- **Document text**
* START *

Sometimes a guess just pans out. In the case of the World Tree, sometimes if you feed it a little educated guess, you find something—in this case the solid link to one of my grandmothers. And the Tiptons are a fun link to follow because they married interesting people. The original name was de Tiburton, English, and I’ve found the point at which the name changed. I don’t know why it changed from de Tiberton to Tipton, but given that it happened before the English Civil War, when some families were in upheaval, and others were running for their lives—before this, well, likely there was likely somebody born on the wrong side of the blanket…or the family land went to another branch, also possible.
My paternal grandmother remains a mystery, but I’m still hoping.
Well, Jane and I have proved to be related yet one more time: she just picked up a bunch of my ancestors. I *wish* this program had a “fill in” feature for when you get to somebody whose tree is well-known.
I *love* ancestry.com–but!
I can understand the delightful grandpa and gran who are doing this for a hobby and do not know (naturally, not being linguists) that Hrolf, Rollo, Ralph, Rollon, and Raul, and Raoul are all the same name. I can understand that they don’t get the titles right, and that not all the children in the family are ‘lord’ this and that.
I do have problems with the person, evidently Nordic-descended, who has helpfully filled in Mrs. Male Name for every available wife-slot, which has to be carefully cancelled out throughout a database of hundreds of years.
With the same person, I believe, who has Hilda Roricksson…instead of Hilda Roricksdatter or -dottir. Gender matters, and it really stops the ‘bot dead when its search runs into a roadblock like that.
But the person on whom I wish to File Intent is the person who installs Y as the place for anybody whose death site he does not know. I feel he is a relative of mine, since it starts with my ancestors and goes for-EVER.

* END *

- **Extracted material**

* START *

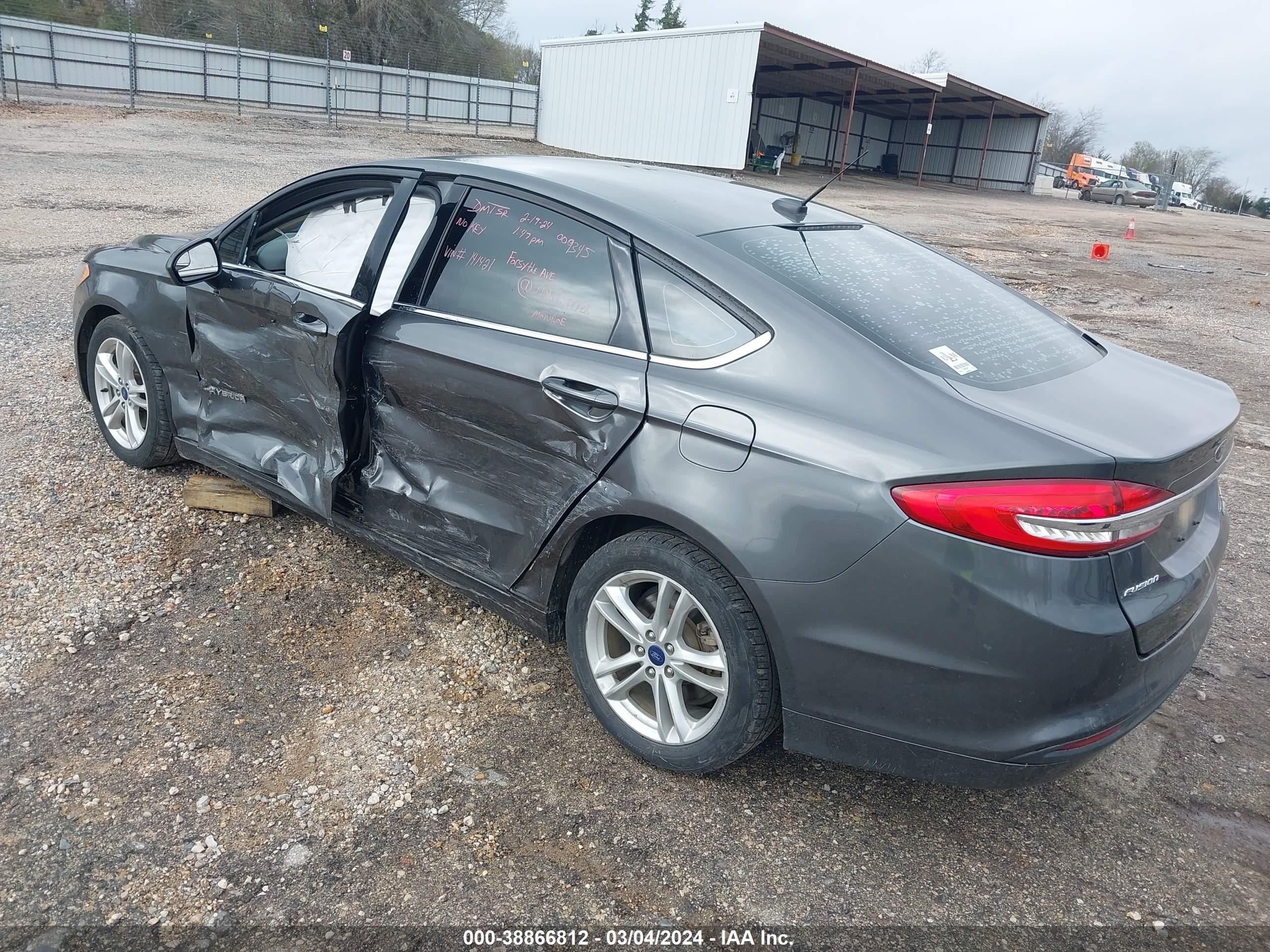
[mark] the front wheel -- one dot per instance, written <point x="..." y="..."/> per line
<point x="129" y="397"/>
<point x="670" y="653"/>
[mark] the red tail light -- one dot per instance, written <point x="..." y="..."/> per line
<point x="1053" y="517"/>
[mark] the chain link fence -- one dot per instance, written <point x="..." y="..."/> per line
<point x="45" y="56"/>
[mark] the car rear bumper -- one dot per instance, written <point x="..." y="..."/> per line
<point x="951" y="660"/>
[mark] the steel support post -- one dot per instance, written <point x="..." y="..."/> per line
<point x="984" y="155"/>
<point x="851" y="112"/>
<point x="926" y="139"/>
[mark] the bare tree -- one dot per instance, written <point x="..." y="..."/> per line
<point x="1068" y="135"/>
<point x="484" y="14"/>
<point x="1143" y="157"/>
<point x="931" y="61"/>
<point x="1197" y="166"/>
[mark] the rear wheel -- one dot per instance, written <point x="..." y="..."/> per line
<point x="129" y="397"/>
<point x="670" y="653"/>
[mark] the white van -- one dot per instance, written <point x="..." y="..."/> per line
<point x="1183" y="196"/>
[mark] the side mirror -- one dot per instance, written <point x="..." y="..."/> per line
<point x="195" y="263"/>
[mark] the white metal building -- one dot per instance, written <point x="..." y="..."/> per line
<point x="705" y="96"/>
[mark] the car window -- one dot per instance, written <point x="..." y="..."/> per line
<point x="916" y="304"/>
<point x="511" y="262"/>
<point x="420" y="216"/>
<point x="234" y="241"/>
<point x="682" y="322"/>
<point x="322" y="244"/>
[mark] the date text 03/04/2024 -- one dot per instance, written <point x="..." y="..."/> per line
<point x="648" y="938"/>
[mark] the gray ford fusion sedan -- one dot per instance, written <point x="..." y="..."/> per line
<point x="761" y="464"/>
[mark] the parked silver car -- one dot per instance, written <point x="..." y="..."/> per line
<point x="1118" y="192"/>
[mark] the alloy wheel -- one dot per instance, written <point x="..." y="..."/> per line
<point x="657" y="657"/>
<point x="121" y="393"/>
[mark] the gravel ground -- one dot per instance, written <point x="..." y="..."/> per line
<point x="224" y="723"/>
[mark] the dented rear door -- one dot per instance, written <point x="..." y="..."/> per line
<point x="501" y="397"/>
<point x="272" y="337"/>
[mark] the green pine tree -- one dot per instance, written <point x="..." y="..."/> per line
<point x="642" y="17"/>
<point x="672" y="16"/>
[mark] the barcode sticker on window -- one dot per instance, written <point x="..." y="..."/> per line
<point x="954" y="360"/>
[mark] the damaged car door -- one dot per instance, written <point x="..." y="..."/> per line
<point x="506" y="384"/>
<point x="272" y="333"/>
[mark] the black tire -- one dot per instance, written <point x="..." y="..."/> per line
<point x="752" y="706"/>
<point x="159" y="447"/>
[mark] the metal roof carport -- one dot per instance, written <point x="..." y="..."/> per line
<point x="698" y="97"/>
<point x="940" y="126"/>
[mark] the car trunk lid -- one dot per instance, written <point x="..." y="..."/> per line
<point x="1165" y="427"/>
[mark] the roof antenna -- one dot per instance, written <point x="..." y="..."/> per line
<point x="797" y="211"/>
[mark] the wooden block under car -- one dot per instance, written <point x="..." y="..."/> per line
<point x="226" y="495"/>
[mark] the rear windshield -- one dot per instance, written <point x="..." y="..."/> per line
<point x="916" y="304"/>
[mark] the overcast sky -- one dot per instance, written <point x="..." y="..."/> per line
<point x="1181" y="80"/>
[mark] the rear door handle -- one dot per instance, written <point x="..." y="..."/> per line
<point x="310" y="323"/>
<point x="601" y="400"/>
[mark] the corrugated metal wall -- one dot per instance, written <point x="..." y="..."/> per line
<point x="76" y="58"/>
<point x="680" y="97"/>
<point x="955" y="148"/>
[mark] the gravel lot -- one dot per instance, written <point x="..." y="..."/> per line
<point x="225" y="723"/>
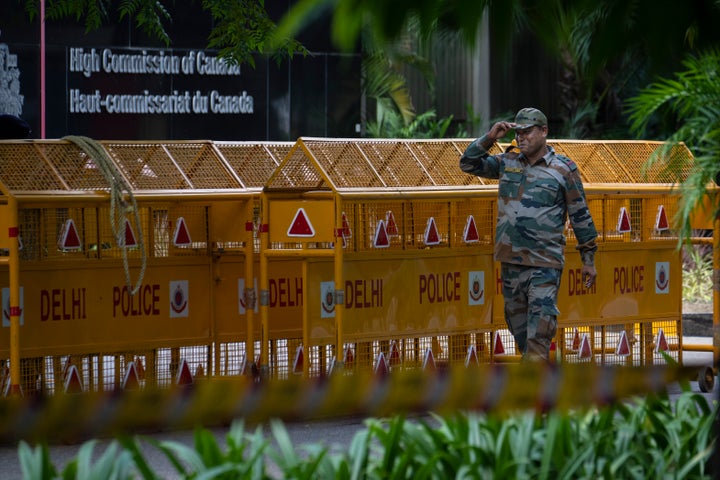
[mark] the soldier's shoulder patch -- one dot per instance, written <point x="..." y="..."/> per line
<point x="572" y="166"/>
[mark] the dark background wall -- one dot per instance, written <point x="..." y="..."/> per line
<point x="314" y="95"/>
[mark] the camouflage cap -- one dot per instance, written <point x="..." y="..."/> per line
<point x="528" y="117"/>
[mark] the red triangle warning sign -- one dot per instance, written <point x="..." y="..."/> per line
<point x="623" y="347"/>
<point x="140" y="368"/>
<point x="381" y="366"/>
<point x="184" y="376"/>
<point x="576" y="340"/>
<point x="394" y="354"/>
<point x="432" y="237"/>
<point x="131" y="380"/>
<point x="470" y="234"/>
<point x="181" y="237"/>
<point x="381" y="239"/>
<point x="299" y="361"/>
<point x="391" y="224"/>
<point x="498" y="347"/>
<point x="585" y="350"/>
<point x="661" y="342"/>
<point x="429" y="360"/>
<point x="623" y="221"/>
<point x="661" y="222"/>
<point x="129" y="235"/>
<point x="301" y="226"/>
<point x="346" y="230"/>
<point x="72" y="381"/>
<point x="471" y="359"/>
<point x="69" y="239"/>
<point x="349" y="358"/>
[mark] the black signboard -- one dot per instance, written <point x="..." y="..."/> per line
<point x="114" y="83"/>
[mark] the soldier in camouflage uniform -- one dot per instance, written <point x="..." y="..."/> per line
<point x="537" y="192"/>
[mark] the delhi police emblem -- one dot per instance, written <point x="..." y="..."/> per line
<point x="179" y="299"/>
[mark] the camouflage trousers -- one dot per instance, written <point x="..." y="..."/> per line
<point x="531" y="311"/>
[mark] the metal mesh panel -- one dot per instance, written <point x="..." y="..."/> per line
<point x="394" y="164"/>
<point x="147" y="166"/>
<point x="624" y="161"/>
<point x="253" y="163"/>
<point x="653" y="335"/>
<point x="423" y="215"/>
<point x="661" y="205"/>
<point x="440" y="160"/>
<point x="364" y="218"/>
<point x="621" y="344"/>
<point x="346" y="165"/>
<point x="165" y="221"/>
<point x="477" y="213"/>
<point x="297" y="172"/>
<point x="202" y="167"/>
<point x="27" y="167"/>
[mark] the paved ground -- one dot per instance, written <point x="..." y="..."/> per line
<point x="337" y="433"/>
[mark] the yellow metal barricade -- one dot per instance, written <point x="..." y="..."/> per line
<point x="242" y="258"/>
<point x="389" y="248"/>
<point x="163" y="297"/>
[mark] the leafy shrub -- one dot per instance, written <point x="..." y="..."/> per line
<point x="646" y="438"/>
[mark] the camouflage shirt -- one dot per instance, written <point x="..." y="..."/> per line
<point x="534" y="202"/>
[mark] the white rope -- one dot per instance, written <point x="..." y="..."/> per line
<point x="119" y="208"/>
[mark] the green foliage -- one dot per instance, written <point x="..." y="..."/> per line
<point x="692" y="98"/>
<point x="697" y="275"/>
<point x="243" y="28"/>
<point x="424" y="125"/>
<point x="644" y="438"/>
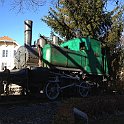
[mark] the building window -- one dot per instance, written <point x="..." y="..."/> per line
<point x="5" y="53"/>
<point x="14" y="52"/>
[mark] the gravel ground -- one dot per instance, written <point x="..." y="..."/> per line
<point x="41" y="113"/>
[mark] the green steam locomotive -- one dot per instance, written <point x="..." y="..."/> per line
<point x="80" y="63"/>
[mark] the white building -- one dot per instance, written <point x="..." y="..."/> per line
<point x="8" y="48"/>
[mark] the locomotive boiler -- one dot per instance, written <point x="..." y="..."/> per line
<point x="49" y="67"/>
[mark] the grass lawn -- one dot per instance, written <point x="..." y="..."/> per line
<point x="118" y="119"/>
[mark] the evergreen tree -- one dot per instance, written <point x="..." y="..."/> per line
<point x="87" y="16"/>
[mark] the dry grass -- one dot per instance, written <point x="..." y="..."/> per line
<point x="99" y="107"/>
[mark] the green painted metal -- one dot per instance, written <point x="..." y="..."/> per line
<point x="70" y="54"/>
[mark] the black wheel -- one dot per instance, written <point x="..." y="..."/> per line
<point x="84" y="89"/>
<point x="52" y="90"/>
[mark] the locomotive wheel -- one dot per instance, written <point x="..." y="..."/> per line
<point x="52" y="90"/>
<point x="84" y="89"/>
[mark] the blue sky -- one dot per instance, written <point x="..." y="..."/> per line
<point x="12" y="23"/>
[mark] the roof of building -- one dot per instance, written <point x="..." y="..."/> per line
<point x="6" y="38"/>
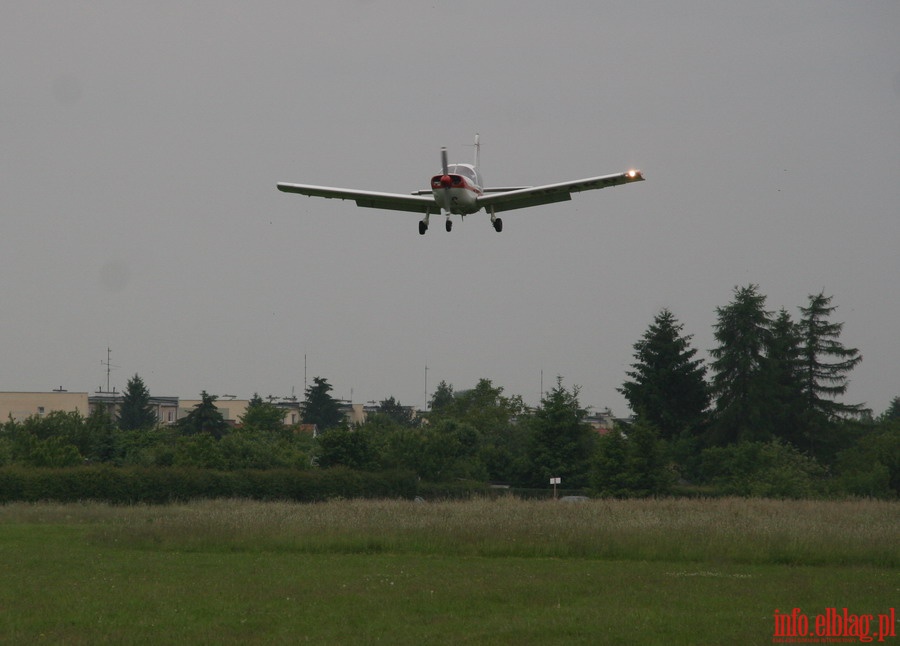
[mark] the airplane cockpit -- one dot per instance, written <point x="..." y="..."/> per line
<point x="466" y="171"/>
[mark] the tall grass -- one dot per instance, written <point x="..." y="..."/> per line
<point x="747" y="531"/>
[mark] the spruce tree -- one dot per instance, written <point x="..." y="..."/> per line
<point x="204" y="418"/>
<point x="667" y="387"/>
<point x="136" y="411"/>
<point x="562" y="442"/>
<point x="320" y="408"/>
<point x="786" y="408"/>
<point x="740" y="382"/>
<point x="824" y="380"/>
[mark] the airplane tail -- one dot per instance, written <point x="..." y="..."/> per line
<point x="477" y="151"/>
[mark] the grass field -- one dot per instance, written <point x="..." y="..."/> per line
<point x="482" y="572"/>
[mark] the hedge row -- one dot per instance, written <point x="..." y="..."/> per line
<point x="162" y="485"/>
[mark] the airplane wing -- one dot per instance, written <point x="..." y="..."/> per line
<point x="370" y="199"/>
<point x="532" y="196"/>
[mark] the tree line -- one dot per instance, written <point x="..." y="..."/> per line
<point x="762" y="417"/>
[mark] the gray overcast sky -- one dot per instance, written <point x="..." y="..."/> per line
<point x="141" y="144"/>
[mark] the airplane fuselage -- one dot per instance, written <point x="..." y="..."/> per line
<point x="458" y="191"/>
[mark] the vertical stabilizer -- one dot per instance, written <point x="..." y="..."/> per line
<point x="477" y="151"/>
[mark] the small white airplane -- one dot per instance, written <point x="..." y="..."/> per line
<point x="459" y="190"/>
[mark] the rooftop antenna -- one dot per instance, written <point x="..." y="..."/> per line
<point x="109" y="367"/>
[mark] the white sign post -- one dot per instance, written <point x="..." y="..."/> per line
<point x="554" y="482"/>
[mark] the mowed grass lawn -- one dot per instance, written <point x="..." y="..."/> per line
<point x="482" y="572"/>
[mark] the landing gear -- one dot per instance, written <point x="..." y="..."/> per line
<point x="497" y="222"/>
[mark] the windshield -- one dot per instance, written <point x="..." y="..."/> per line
<point x="466" y="171"/>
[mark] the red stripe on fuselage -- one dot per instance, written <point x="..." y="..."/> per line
<point x="463" y="195"/>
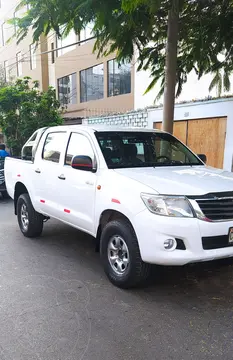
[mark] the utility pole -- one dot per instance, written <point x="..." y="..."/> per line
<point x="171" y="66"/>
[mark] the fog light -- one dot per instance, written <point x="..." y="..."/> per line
<point x="170" y="244"/>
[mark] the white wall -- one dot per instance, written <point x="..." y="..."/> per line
<point x="201" y="110"/>
<point x="193" y="89"/>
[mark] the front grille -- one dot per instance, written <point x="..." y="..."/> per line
<point x="215" y="242"/>
<point x="180" y="245"/>
<point x="216" y="206"/>
<point x="217" y="209"/>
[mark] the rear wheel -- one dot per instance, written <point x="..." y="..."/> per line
<point x="121" y="255"/>
<point x="30" y="222"/>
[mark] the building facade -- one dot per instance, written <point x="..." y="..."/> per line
<point x="86" y="85"/>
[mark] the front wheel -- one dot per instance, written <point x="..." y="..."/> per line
<point x="5" y="194"/>
<point x="121" y="255"/>
<point x="30" y="222"/>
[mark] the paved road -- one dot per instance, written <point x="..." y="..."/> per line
<point x="56" y="304"/>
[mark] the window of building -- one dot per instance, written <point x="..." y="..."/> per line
<point x="64" y="41"/>
<point x="53" y="146"/>
<point x="19" y="63"/>
<point x="92" y="83"/>
<point x="3" y="34"/>
<point x="78" y="145"/>
<point x="52" y="53"/>
<point x="86" y="33"/>
<point x="33" y="56"/>
<point x="119" y="78"/>
<point x="67" y="89"/>
<point x="15" y="26"/>
<point x="7" y="72"/>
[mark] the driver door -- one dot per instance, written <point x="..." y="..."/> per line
<point x="78" y="187"/>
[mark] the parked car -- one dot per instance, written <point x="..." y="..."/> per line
<point x="142" y="194"/>
<point x="3" y="190"/>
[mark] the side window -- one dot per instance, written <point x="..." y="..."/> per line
<point x="53" y="146"/>
<point x="78" y="145"/>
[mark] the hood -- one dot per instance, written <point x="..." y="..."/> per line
<point x="180" y="180"/>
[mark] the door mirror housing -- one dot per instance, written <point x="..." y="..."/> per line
<point x="203" y="157"/>
<point x="81" y="162"/>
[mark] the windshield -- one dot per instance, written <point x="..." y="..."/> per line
<point x="143" y="149"/>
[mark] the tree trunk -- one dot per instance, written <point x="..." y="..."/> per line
<point x="171" y="66"/>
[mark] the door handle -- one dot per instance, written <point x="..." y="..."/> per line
<point x="61" y="177"/>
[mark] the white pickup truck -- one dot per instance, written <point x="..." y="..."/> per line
<point x="142" y="194"/>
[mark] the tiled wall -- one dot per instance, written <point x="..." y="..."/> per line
<point x="133" y="119"/>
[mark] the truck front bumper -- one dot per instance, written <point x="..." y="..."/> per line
<point x="199" y="239"/>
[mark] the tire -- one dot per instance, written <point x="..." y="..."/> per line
<point x="123" y="274"/>
<point x="5" y="194"/>
<point x="30" y="222"/>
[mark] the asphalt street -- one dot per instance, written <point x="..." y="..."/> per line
<point x="56" y="303"/>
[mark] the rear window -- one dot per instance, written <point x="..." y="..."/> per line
<point x="53" y="146"/>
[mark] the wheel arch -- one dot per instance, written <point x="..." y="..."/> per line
<point x="20" y="189"/>
<point x="105" y="217"/>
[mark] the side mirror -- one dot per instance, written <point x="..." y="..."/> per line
<point x="82" y="163"/>
<point x="202" y="157"/>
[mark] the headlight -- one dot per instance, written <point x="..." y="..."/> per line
<point x="176" y="206"/>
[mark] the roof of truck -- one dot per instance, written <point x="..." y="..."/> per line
<point x="104" y="128"/>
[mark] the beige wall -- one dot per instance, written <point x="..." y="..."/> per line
<point x="81" y="58"/>
<point x="9" y="50"/>
<point x="74" y="60"/>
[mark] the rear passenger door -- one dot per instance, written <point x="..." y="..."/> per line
<point x="47" y="169"/>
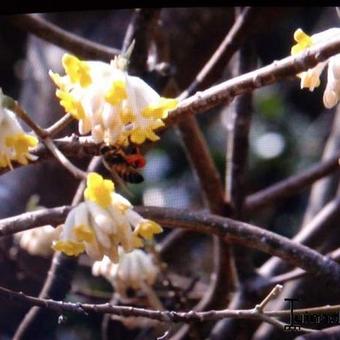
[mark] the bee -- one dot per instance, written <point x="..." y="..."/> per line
<point x="123" y="163"/>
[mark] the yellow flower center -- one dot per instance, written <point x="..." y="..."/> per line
<point x="78" y="71"/>
<point x="21" y="143"/>
<point x="70" y="104"/>
<point x="303" y="41"/>
<point x="160" y="109"/>
<point x="127" y="116"/>
<point x="99" y="190"/>
<point x="83" y="233"/>
<point x="70" y="248"/>
<point x="5" y="161"/>
<point x="116" y="93"/>
<point x="147" y="229"/>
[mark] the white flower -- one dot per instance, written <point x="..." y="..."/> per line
<point x="115" y="107"/>
<point x="134" y="270"/>
<point x="14" y="142"/>
<point x="311" y="78"/>
<point x="38" y="241"/>
<point x="104" y="221"/>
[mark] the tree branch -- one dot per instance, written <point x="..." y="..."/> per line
<point x="231" y="230"/>
<point x="267" y="75"/>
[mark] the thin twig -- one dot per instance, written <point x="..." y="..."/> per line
<point x="267" y="75"/>
<point x="229" y="229"/>
<point x="59" y="125"/>
<point x="59" y="277"/>
<point x="43" y="29"/>
<point x="23" y="115"/>
<point x="273" y="294"/>
<point x="227" y="47"/>
<point x="173" y="316"/>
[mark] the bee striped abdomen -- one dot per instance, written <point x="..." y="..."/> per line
<point x="127" y="173"/>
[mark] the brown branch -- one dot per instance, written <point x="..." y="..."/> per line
<point x="57" y="283"/>
<point x="71" y="42"/>
<point x="278" y="70"/>
<point x="126" y="311"/>
<point x="294" y="274"/>
<point x="230" y="230"/>
<point x="226" y="49"/>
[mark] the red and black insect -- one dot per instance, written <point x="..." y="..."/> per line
<point x="124" y="162"/>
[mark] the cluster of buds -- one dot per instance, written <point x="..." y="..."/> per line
<point x="15" y="144"/>
<point x="103" y="222"/>
<point x="311" y="78"/>
<point x="115" y="107"/>
<point x="134" y="270"/>
<point x="38" y="241"/>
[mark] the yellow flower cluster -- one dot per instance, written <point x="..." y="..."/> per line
<point x="104" y="222"/>
<point x="134" y="270"/>
<point x="115" y="107"/>
<point x="14" y="142"/>
<point x="311" y="78"/>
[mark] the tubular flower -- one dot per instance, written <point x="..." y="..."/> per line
<point x="311" y="78"/>
<point x="114" y="106"/>
<point x="14" y="142"/>
<point x="38" y="241"/>
<point x="104" y="221"/>
<point x="133" y="271"/>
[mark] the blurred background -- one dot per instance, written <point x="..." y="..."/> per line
<point x="288" y="132"/>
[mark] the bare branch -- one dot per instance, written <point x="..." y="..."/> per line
<point x="278" y="70"/>
<point x="226" y="49"/>
<point x="231" y="230"/>
<point x="125" y="311"/>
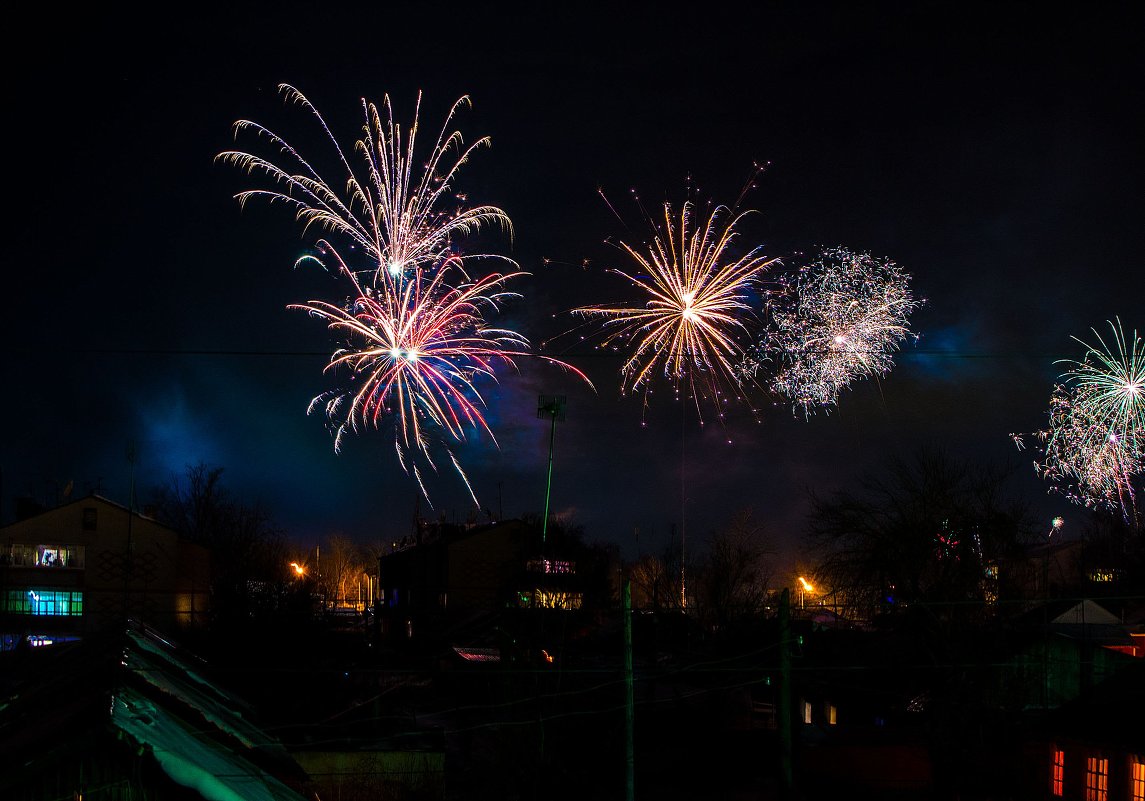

* END *

- **Exercises to complete**
A. According to the genealogy post, what feature does the writer wish the program had?
B. List every form of the name that the genealogy post says are all the same name.
C. From the genealogy post, extract the passage that opens with the words containing "I *love* ancestry.com–but!" and closes with "this and that.".
The rows are not needed for this work.

- **The answers**
A. A "fill in" feature for when you get to somebody whose tree is well-known.

B. Hrolf, Rollo, Ralph, Rollon, Raul, Raoul

C.
I *love* ancestry.com–but!
I can understand the delightful grandpa and gran who are doing this for a hobby and do not know (naturally, not being linguists) that Hrolf, Rollo, Ralph, Rollon, and Raul, and Raoul are all the same name. I can understand that they don’t get the titles right, and that not all the children in the family are ‘lord’ this and that.